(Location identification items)
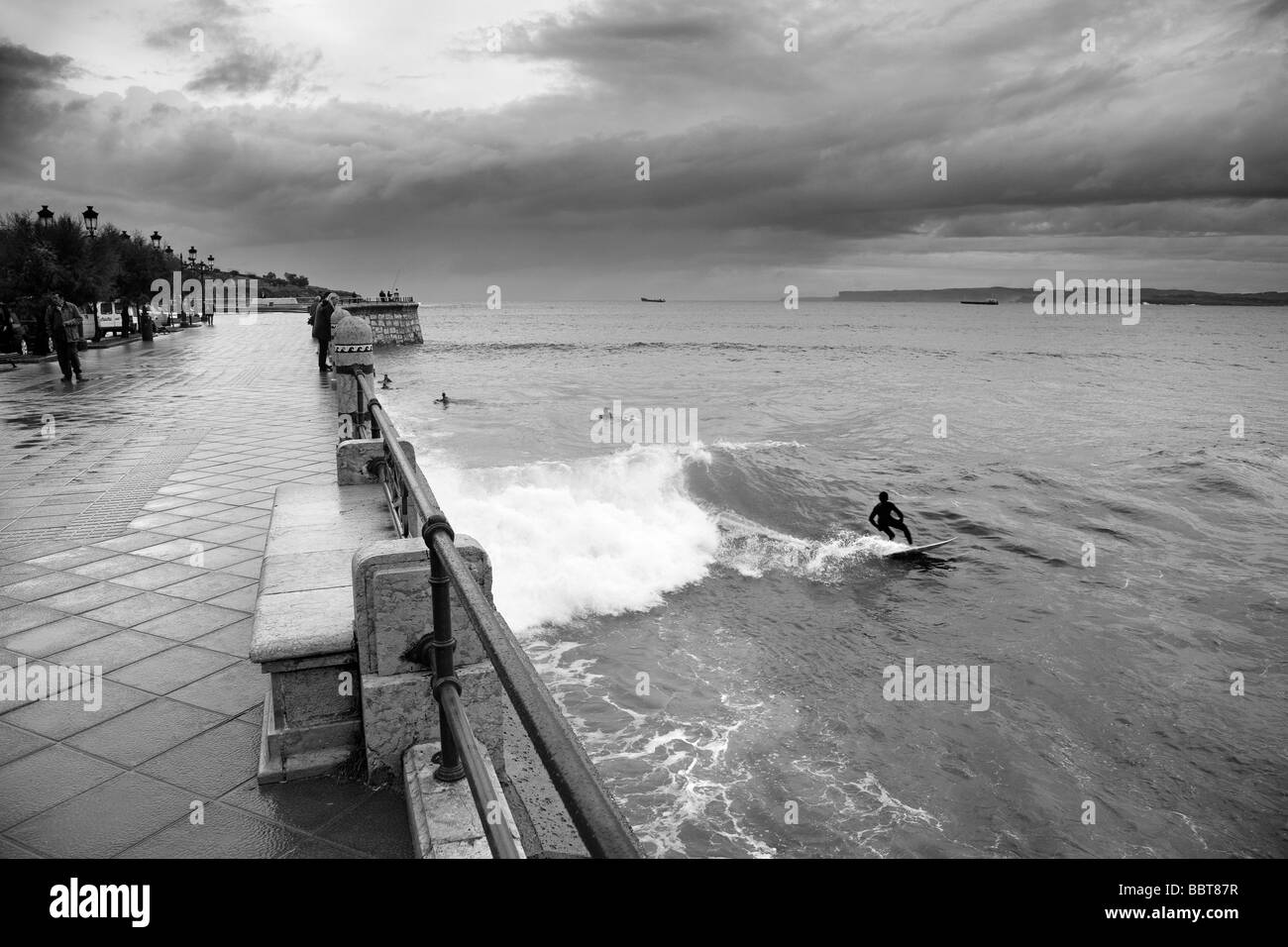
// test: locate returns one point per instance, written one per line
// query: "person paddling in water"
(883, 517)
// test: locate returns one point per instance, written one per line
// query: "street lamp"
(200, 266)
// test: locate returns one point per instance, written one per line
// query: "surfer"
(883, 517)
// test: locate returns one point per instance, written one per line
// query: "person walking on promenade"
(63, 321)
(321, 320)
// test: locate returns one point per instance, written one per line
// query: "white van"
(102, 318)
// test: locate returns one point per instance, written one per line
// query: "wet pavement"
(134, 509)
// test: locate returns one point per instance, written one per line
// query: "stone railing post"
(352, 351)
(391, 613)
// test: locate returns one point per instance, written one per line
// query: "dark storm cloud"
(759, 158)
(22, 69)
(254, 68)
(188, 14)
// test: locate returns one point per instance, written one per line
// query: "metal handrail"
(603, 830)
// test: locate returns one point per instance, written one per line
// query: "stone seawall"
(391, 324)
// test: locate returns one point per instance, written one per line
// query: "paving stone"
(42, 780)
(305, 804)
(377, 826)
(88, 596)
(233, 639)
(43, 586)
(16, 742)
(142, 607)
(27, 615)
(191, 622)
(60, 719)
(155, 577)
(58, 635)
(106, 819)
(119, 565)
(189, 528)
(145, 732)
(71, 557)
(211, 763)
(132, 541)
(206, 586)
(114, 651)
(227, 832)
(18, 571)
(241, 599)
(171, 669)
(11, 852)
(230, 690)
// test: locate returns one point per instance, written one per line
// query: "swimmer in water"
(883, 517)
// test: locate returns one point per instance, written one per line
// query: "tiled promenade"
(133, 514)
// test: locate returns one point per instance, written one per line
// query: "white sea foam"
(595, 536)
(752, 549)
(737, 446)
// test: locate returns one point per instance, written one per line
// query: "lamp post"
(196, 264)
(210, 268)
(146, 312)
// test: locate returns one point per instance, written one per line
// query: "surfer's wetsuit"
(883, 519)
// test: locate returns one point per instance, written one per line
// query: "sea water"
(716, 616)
==
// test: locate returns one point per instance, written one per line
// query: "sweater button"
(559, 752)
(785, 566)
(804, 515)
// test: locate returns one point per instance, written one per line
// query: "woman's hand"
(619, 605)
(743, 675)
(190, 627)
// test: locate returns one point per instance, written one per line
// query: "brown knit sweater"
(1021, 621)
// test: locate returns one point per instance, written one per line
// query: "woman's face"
* * *
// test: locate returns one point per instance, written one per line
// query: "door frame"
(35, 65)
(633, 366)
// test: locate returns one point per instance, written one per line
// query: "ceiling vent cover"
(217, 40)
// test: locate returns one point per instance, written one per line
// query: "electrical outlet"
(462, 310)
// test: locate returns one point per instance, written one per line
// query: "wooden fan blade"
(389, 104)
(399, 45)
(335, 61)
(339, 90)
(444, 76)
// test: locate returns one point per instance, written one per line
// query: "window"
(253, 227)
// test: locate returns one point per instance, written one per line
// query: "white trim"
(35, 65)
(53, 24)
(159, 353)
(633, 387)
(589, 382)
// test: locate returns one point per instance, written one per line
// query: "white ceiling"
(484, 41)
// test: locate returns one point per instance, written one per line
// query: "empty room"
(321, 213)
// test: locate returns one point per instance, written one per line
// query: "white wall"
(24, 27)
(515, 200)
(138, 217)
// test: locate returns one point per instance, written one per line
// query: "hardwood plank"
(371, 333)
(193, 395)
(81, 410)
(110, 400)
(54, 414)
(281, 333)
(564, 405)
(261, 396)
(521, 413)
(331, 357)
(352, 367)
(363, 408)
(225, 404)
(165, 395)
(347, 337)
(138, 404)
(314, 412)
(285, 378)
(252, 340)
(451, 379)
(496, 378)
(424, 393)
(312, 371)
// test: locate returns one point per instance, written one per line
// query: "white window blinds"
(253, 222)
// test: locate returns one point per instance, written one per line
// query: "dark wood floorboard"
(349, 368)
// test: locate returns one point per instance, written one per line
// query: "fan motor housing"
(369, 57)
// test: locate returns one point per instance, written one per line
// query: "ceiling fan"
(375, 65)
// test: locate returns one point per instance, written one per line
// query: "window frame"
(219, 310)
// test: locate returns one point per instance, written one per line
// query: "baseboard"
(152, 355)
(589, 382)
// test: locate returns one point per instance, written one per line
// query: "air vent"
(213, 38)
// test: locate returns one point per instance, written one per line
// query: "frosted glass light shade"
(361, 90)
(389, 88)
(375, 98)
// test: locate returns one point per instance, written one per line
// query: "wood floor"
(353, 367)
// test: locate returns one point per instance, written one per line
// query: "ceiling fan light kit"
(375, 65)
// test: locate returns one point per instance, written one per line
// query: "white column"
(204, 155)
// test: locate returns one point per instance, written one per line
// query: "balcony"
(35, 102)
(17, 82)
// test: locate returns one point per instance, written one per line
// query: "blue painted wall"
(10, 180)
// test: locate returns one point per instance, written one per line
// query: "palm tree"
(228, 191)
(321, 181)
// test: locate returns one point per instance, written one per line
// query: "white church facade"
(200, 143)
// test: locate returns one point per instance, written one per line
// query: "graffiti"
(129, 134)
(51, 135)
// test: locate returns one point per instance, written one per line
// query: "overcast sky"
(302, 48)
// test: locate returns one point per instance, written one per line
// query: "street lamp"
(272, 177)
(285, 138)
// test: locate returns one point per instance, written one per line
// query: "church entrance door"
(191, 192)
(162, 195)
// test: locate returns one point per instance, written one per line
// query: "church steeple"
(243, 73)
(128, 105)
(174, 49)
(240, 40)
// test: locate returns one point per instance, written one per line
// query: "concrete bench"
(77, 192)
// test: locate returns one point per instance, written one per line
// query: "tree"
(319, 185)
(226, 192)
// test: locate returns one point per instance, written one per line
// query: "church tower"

- [Set problem]:
Please return every line of the records that contains the word "church".

- [Result of this task]:
// query: "white church facade"
// query: "church entrance door"
// query: "church steeple"
// query: "church tower"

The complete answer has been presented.